**WRITTEN INSTRUCTION:** Copy the material from its start up to and including the line with "point(187, 264)", swapping "stone parapet" for "brick wall" and keeping everything else the same. Leave the pictures out of the copy.

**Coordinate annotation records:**
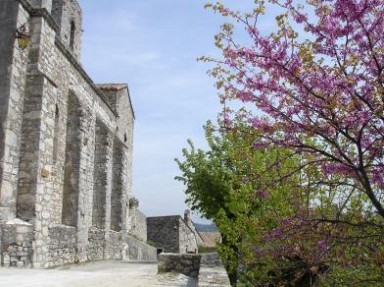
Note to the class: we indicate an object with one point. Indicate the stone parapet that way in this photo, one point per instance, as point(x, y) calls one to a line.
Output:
point(187, 264)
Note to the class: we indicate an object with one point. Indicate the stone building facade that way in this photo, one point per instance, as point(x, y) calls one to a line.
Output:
point(173, 234)
point(65, 145)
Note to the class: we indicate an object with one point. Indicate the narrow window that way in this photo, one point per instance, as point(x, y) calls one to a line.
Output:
point(56, 135)
point(72, 36)
point(72, 163)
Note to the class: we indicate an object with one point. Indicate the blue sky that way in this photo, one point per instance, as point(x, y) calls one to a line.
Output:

**COMPLETE ANSWER:**
Note to the class: we indicate an object with one point. Indicate the brick wall that way in this photo, one point per instance, as point(x, y) calls one to a line.
Output:
point(187, 264)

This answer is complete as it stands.